/---

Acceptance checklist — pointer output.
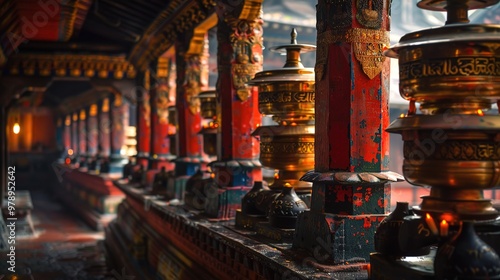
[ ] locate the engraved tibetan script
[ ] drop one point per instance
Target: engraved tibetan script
(463, 66)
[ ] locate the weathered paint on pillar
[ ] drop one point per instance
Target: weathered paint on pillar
(159, 102)
(239, 58)
(59, 134)
(82, 133)
(352, 86)
(74, 133)
(192, 77)
(351, 192)
(240, 44)
(104, 128)
(143, 128)
(119, 122)
(67, 133)
(92, 131)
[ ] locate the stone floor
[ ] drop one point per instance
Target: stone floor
(63, 247)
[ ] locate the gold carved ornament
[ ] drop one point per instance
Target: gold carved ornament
(246, 41)
(193, 82)
(368, 46)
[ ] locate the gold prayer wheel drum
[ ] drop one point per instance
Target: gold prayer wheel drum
(457, 159)
(288, 95)
(454, 67)
(454, 73)
(288, 148)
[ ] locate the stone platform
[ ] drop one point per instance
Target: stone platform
(163, 241)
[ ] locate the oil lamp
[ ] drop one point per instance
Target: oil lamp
(288, 95)
(172, 129)
(195, 194)
(452, 146)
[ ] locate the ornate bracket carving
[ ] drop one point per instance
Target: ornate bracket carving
(246, 41)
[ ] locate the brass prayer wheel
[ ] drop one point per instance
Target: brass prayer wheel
(208, 110)
(172, 130)
(288, 95)
(453, 147)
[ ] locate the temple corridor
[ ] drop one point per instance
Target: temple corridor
(63, 247)
(249, 139)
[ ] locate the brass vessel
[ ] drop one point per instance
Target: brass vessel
(288, 95)
(208, 111)
(453, 145)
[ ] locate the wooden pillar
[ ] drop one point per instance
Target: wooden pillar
(143, 128)
(239, 57)
(350, 182)
(3, 152)
(26, 133)
(59, 134)
(92, 131)
(82, 133)
(104, 128)
(74, 133)
(192, 77)
(67, 133)
(159, 103)
(119, 122)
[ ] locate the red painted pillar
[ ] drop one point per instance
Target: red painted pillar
(239, 58)
(350, 182)
(143, 128)
(104, 128)
(67, 133)
(192, 77)
(92, 131)
(74, 134)
(159, 103)
(119, 122)
(82, 133)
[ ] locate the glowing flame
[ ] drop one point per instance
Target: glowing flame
(16, 128)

\---

What you need to do =>
Each entry above is to be written out again unchanged, apart from the pictures, which are left out.

Solution for this task =>
Acceptance checklist — pointer output.
[ ] locate the engraved tibetan script
[ ] drop one point per instance
Target: engraved tibetan script
(463, 66)
[ ] locate the weathered paint on pillar
[ ] drop one point per instance
Target: weathered paint on pillar
(159, 102)
(239, 58)
(59, 134)
(82, 133)
(352, 86)
(74, 133)
(192, 77)
(351, 192)
(240, 44)
(104, 128)
(143, 128)
(119, 122)
(67, 133)
(92, 131)
[ ] locate the stone floor
[ ] drop one point per instance
Target: stone floor
(63, 247)
[ ] locate the gold carved ornament
[ ] drop one point per instance
Target: gold carved ornament
(246, 41)
(193, 82)
(368, 46)
[ ] locate the gold prayer wheel drum
[ ] drop one point per instance
Target: gold prayer wheel drum
(457, 159)
(288, 95)
(454, 67)
(454, 73)
(288, 148)
[ ] locate the stone platform
[ ] drop one point per instance
Target: stone platform
(163, 241)
[ ] locate the oil lamp
[ ] drop one point per instance
Target: oil lamp
(288, 95)
(172, 129)
(195, 194)
(452, 146)
[ ] locate the ornate bracket carving
[ ] drop one point per instance
Target: ornate bracket carving
(246, 41)
[ ] locate the brass prayer wheel
[ ] drop one point per instance
Target: brass prayer wheel
(208, 110)
(172, 130)
(288, 95)
(453, 147)
[ ] locate the temple corridor
[ ] drop one point per instance
Target: temple corridor
(63, 247)
(249, 139)
[ ] locate the brass vessel
[ ] drop one point per instance
Target: brass vessel
(288, 95)
(208, 111)
(453, 145)
[ ] locate the wooden pillar
[ ] drop one point per instance
Target: wooden pillar
(143, 128)
(239, 57)
(350, 182)
(3, 152)
(26, 133)
(59, 134)
(92, 131)
(82, 133)
(104, 128)
(74, 133)
(192, 77)
(67, 133)
(159, 103)
(119, 122)
[ ] locate the red painted pillar
[ ] drop one point per instance
Target: red painted pillar
(239, 58)
(350, 182)
(143, 128)
(104, 128)
(67, 133)
(192, 77)
(92, 131)
(74, 134)
(159, 103)
(119, 122)
(82, 133)
[ ] locate the glowing flame
[ ] drop one point per instance
Target: glowing flame
(16, 128)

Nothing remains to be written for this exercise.